Lay out the material below as a Markdown table with the columns Row and Line, giving each line its own numbered row and skipping blank lines. Leave the pictures out of the table.

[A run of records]
>>>>>

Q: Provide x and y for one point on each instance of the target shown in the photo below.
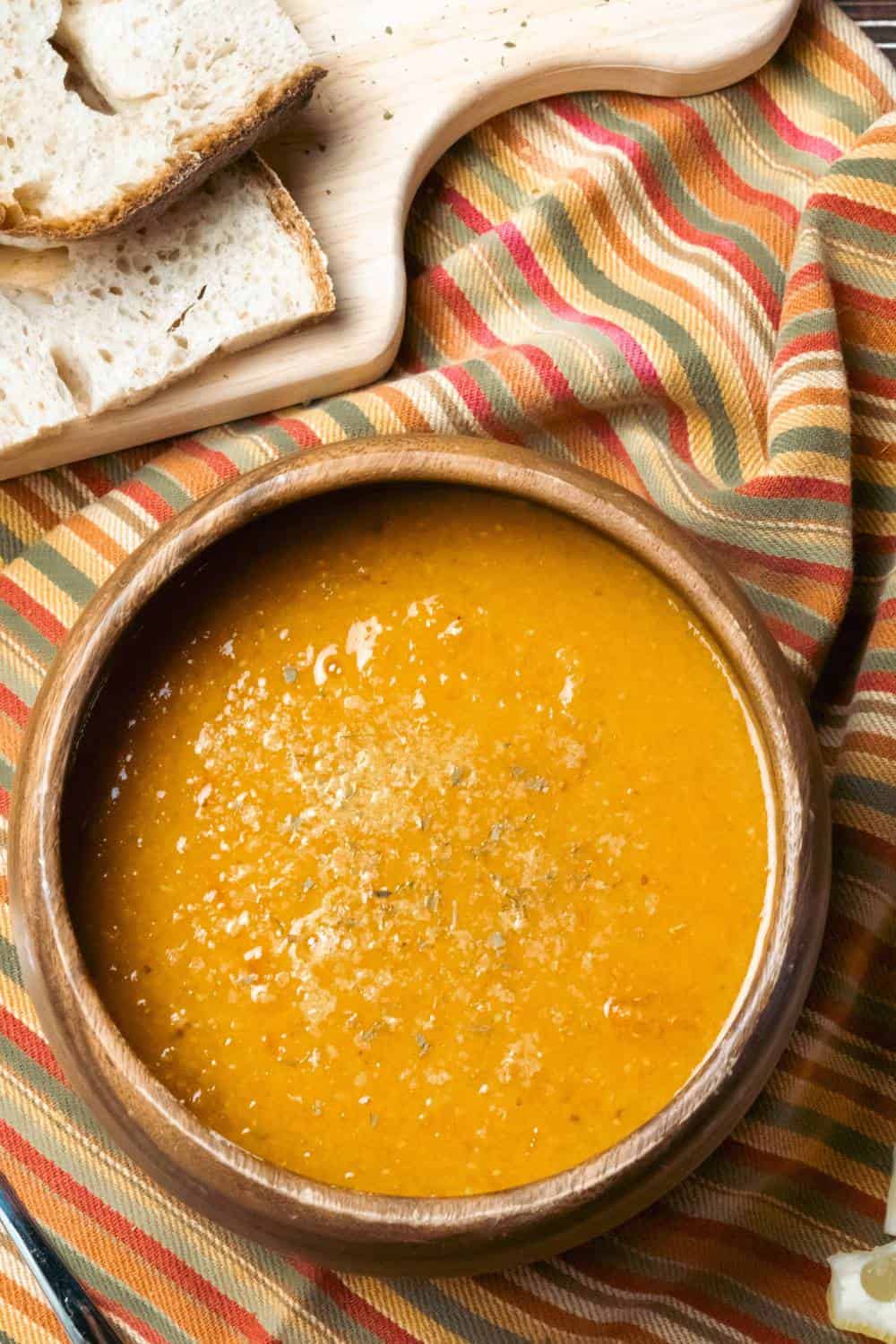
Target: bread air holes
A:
(70, 376)
(78, 81)
(30, 196)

<<<<<

* _EXERCISE SOLUTION_
| Row | Line |
|---|---|
| 1 | Q: Provide x and y for one point on each instance of the target shown in the photo below. |
| 2 | Target: bread air holes |
| 3 | A: |
| 4 | (70, 376) |
| 5 | (78, 81) |
| 6 | (30, 196) |